How Long After Plan B Should I Get My Period?

Most people get their period within one to two weeks of when they’d normally expect it after taking Plan B. If your period hasn’t arrived within three weeks of taking the pill, take a pregnancy test. A few days early or a few days late is the most common experience, but delays of a week or more happen and don’t necessarily mean anything went wrong.

What “Normal” Looks Like After Plan B

Plan B contains a large dose of a synthetic hormone that your body also produces naturally during your menstrual cycle. That hormone surge can shift the timing of ovulation, which is the main way the pill prevents pregnancy. Because ovulation timing drives when your period starts, the ripple effect on your cycle depends entirely on where you were in your cycle when you took it.

If you took Plan B early in your cycle, before ovulation, the pill may delay ovulation by days or even weeks. In a clinical study, women who took the medication right around the time of ovulation saw their next period delayed by an average of about 17 days compared to their usual timing. Some women in the same study saw no delay at all. That wide range is why there’s no single number anyone can give you.

........

[Work request 1]: According to the Plan B article, how long after taking the pill should a person wait for a period before taking a pregnancy test?
[Work request 2]: In the Plan B article, write out the passage from "Plan B contains" to "can give you.", swapping "study" for "trial" wherever it occurs.
[Work request 3]: Write the next part of the Plan B article, picking up after its final sentence.
The lines that come next are separate material with no connection to the Plan B article.

[Raw data]:
........

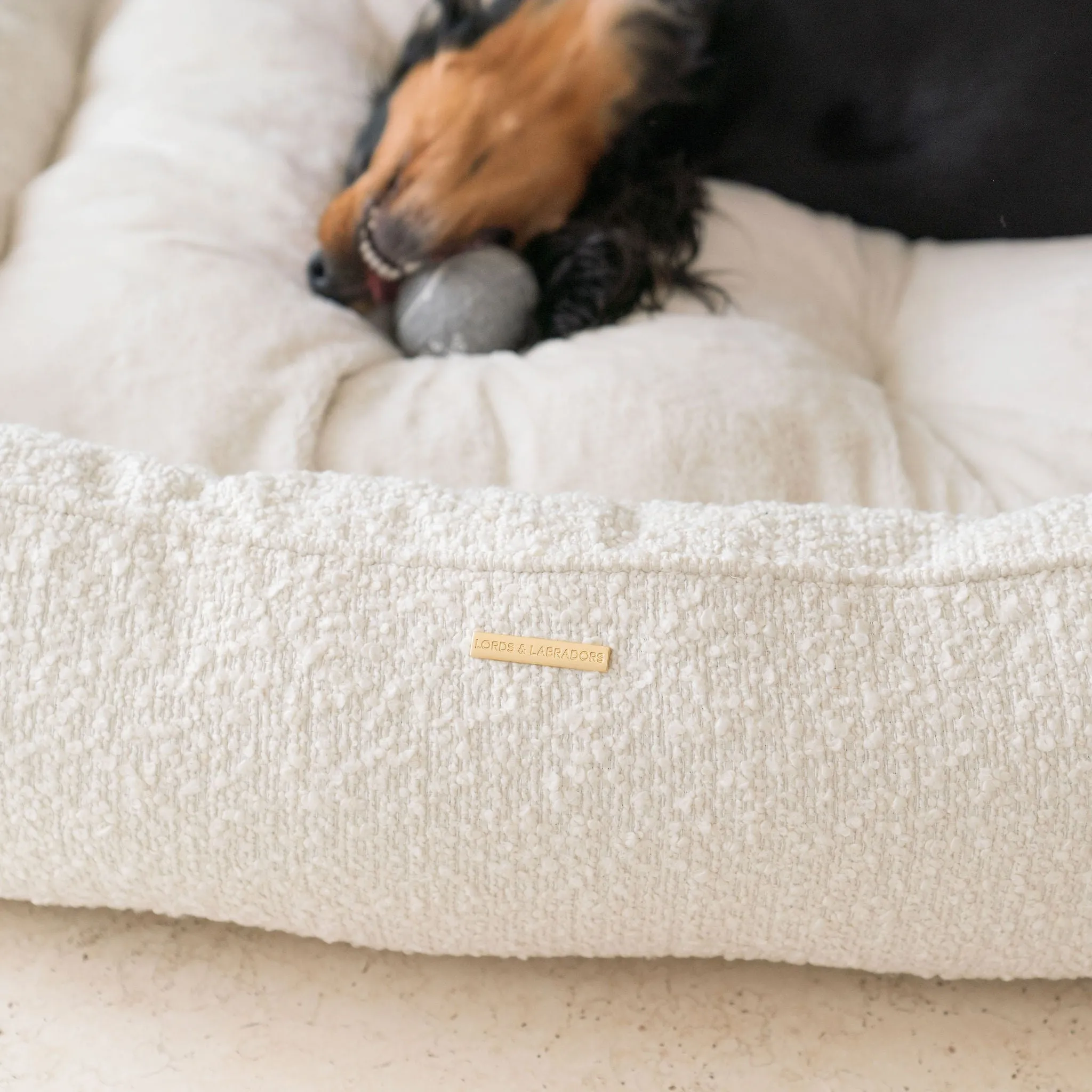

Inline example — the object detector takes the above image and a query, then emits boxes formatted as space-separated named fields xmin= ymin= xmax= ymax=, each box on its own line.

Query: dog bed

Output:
xmin=0 ymin=0 xmax=1092 ymax=977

........

[Expected output 1]: Three weeks after taking the pill.

[Expected output 2]:
Plan B contains a large dose of a synthetic hormone that your body also produces naturally during your menstrual cycle. That hormone surge can shift the timing of ovulation, which is the main way the pill prevents pregnancy. Because ovulation timing drives when your period starts, the ripple effect on your cycle depends entirely on where you were in your cycle when you took it.

If you took Plan B early in your cycle, before ovulation, the pill may delay ovulation by days or even weeks. In a clinical trial, women who took the medication right around the time of ovulation saw their next period delayed by an average of about 17 days compared to their usual timing. Some women in the same trial saw no delay at all. That wide range is why there’s no single number anyone can give you.

[Expected output 3]:
If you took Plan B after you had already ovulated, your period will likely arrive close to on time or even a day or two early. In these cases, the pill shortens the second half of the cycle slightly rather than pushing it back.

Spotting vs. Your Actual Period

Light bleeding or spotting in the first week after taking Plan B is common and is not your period. This is withdrawal bleeding triggered by the sudden hormone dose. It’s typically lighter than a normal period and lasts only a day or two.

Your real period will feel more like your usual flow: heavier bleeding that lasts several days. If you notice light spotting within a week of taking the pill followed by a fuller bleed a week or two later, that second episode is your actual menstrual period. The spotting on its own doesn’t confirm that the pill worked or that you’re not pregnant.

Side Effects That Mimic Early Pregnancy

Plan B can cause nausea, breast tenderness, fatigue, headaches, and bloating. These are also early pregnancy symptoms, which can make the waiting period stressful. The key difference is timing: Plan B side effects usually show up within the first 24 to 48 hours and fade within a few days. Early pregnancy symptoms, by contrast, typically don’t appear until at least two weeks after conception and tend to persist or worsen over time.

A heavier or lighter period than usual is also common in the cycle after taking Plan B. So is a cycle that’s a few days shorter or longer than your norm. These changes are temporary and your cycle should return to its usual pattern within one to two months.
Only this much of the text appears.